- **STATED PROBLEM 1**: List the civic services that, according to the article on La Manufacture below, the cultural center brings together.
- **STATED PROBLEM 2**: In which century was Villefranche-de-Rouergue founded, according to the article on La Manufacture below?

━━━━━ PASSAGE ━━━━━

MARS Architectes Weaves a Cultural Center into the Medieval Fabric of Villefranche-de-Rouergue
A 1,700 square meter cultural hub stitches together scattered civic services inside a cluster of restored stone buildings in southern France.
In Villefranche-de-Rouergue, a bastide town planted in the Aveyron valley in the thirteenth century, the streets still follow their original grid. Terracotta roofs blanket the hillside in tight formation. Inserting anything new here, let alone a 1,700 square meter cultural center, demands a project that is less about addition and more about consolidation. MARS Architectes understood this. La Manufacture does not announce itself with a signature gesture. It absorbs a cluster of existing stone buildings, reconnects them through interior courtyards and mezzanines, and tops the ensemble with a translucent canopy that hovers just below the roofline of its neighbors.
What makes the project genuinely interesting is its refusal to flatten the distinction between old and new. The restored stone walls are left exposed, arched openings kept intact, while timber cladding, perforated metal ceilings, and a steel and glass canopy occupy clearly defined roles as contemporary insertions. The result is a building that consolidates civic services previously scattered across town, from a library and exhibition spaces to a tourist office and reading rooms, without producing the visual noise that cultural facilities of this scale so often generate in historic centers.

━━━━━ DATASET RECORDS ━━━━━

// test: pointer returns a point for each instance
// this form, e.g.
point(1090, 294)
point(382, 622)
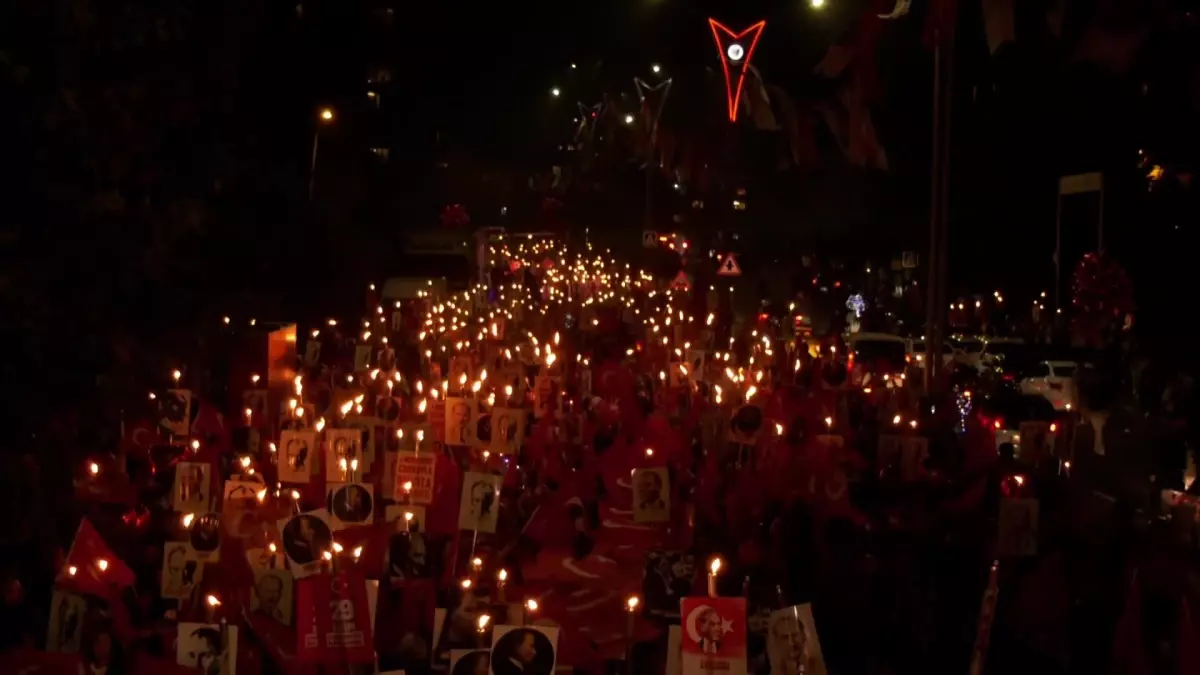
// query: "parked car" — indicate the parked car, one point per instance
point(1053, 380)
point(1006, 411)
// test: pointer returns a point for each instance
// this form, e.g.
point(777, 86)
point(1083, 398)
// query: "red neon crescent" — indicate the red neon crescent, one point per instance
point(733, 91)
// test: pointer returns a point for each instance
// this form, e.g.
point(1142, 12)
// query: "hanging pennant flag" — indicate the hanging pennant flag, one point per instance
point(736, 51)
point(730, 267)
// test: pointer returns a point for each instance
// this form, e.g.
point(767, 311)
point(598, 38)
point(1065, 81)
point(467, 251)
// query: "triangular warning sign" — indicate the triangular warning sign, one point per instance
point(681, 282)
point(730, 267)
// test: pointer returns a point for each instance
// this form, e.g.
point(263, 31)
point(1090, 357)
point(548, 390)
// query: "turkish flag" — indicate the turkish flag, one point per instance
point(24, 659)
point(97, 571)
point(334, 620)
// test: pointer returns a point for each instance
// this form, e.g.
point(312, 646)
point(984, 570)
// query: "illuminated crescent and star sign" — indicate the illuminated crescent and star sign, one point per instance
point(735, 59)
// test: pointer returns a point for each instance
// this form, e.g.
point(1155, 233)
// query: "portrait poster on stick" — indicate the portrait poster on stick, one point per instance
point(351, 505)
point(667, 577)
point(415, 471)
point(210, 649)
point(469, 662)
point(525, 650)
point(175, 412)
point(480, 506)
point(181, 569)
point(1018, 531)
point(65, 634)
point(508, 430)
point(460, 422)
point(305, 538)
point(342, 447)
point(714, 635)
point(192, 483)
point(273, 595)
point(205, 537)
point(547, 396)
point(298, 452)
point(792, 643)
point(652, 495)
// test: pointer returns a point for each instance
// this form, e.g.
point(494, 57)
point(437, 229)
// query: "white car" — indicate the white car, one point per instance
point(917, 353)
point(1053, 380)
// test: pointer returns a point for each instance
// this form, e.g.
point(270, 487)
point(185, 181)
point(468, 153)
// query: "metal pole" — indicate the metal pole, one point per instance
point(312, 168)
point(1057, 251)
point(934, 350)
point(943, 257)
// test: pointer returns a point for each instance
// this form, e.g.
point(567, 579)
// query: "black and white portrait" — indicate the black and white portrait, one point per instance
point(209, 649)
point(523, 650)
point(480, 506)
point(65, 633)
point(191, 493)
point(351, 505)
point(669, 577)
point(181, 569)
point(305, 538)
point(652, 495)
point(295, 455)
point(273, 595)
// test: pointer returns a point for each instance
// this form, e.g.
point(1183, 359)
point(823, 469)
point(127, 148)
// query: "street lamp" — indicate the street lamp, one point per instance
point(324, 117)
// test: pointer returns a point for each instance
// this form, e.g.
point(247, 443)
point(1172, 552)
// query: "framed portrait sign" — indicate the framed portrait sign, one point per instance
point(652, 495)
point(205, 537)
point(714, 635)
point(480, 505)
point(460, 422)
point(210, 649)
point(792, 643)
point(297, 454)
point(273, 595)
point(306, 537)
point(351, 505)
point(192, 488)
point(181, 569)
point(175, 412)
point(65, 631)
point(525, 650)
point(669, 577)
point(469, 662)
point(508, 430)
point(342, 447)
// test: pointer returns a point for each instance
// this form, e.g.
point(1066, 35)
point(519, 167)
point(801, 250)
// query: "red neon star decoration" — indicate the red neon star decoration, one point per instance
point(735, 53)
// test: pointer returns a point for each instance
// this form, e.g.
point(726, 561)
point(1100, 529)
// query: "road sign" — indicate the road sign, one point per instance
point(681, 282)
point(730, 267)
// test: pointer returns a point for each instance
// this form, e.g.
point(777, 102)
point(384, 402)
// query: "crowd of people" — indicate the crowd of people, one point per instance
point(545, 472)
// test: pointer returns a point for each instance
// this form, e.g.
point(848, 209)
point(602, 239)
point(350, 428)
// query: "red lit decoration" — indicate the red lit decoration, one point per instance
point(735, 54)
point(455, 215)
point(1102, 296)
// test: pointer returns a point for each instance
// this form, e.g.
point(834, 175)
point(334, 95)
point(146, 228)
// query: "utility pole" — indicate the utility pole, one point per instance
point(940, 184)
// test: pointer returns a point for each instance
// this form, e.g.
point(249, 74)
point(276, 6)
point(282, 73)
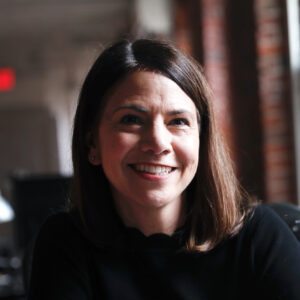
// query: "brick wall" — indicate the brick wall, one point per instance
point(275, 100)
point(245, 55)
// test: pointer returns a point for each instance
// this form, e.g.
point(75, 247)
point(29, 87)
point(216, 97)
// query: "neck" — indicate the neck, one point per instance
point(151, 220)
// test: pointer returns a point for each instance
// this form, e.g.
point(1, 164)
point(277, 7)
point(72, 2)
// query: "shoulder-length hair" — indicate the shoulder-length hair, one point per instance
point(217, 204)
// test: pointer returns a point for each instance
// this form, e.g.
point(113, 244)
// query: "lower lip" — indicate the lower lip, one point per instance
point(152, 177)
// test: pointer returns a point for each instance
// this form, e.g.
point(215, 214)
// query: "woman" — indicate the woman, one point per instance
point(156, 211)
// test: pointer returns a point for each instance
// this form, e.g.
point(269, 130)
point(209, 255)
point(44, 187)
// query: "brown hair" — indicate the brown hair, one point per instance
point(218, 206)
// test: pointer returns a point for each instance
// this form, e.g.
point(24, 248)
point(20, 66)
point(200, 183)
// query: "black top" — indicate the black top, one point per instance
point(261, 262)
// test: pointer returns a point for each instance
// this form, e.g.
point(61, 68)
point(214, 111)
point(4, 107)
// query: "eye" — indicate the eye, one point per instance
point(179, 122)
point(131, 120)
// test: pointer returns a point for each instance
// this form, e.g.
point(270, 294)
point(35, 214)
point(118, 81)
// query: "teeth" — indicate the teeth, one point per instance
point(160, 170)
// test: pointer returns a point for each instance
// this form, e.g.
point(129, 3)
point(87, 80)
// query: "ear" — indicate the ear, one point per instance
point(94, 156)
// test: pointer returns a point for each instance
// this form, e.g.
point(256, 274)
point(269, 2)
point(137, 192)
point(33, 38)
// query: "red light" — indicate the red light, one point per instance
point(7, 79)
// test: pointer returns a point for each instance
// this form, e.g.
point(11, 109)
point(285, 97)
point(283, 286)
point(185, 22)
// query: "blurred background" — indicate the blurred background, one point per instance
point(250, 52)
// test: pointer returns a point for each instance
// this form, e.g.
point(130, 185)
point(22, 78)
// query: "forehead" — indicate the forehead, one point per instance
point(148, 89)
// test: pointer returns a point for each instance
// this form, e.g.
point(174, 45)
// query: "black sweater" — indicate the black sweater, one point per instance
point(261, 262)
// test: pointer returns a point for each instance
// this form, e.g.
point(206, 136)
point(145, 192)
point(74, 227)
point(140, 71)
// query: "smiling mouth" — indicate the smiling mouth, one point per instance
point(152, 169)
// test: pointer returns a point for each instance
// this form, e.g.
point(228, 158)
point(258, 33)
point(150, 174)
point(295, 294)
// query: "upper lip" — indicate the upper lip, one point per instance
point(153, 164)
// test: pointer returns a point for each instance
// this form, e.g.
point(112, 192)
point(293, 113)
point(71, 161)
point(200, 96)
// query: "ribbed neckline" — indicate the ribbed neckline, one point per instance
point(134, 239)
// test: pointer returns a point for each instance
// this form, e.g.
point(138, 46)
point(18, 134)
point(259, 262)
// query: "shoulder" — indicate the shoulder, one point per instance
point(267, 232)
point(263, 218)
point(60, 232)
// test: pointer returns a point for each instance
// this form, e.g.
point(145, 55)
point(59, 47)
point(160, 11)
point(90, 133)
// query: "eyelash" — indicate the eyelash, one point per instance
point(131, 120)
point(181, 120)
point(136, 120)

━━━━━

- **TASK ANSWER 1**: A library, exhibition spaces, a tourist office, and reading rooms.

- **TASK ANSWER 2**: The thirteenth century.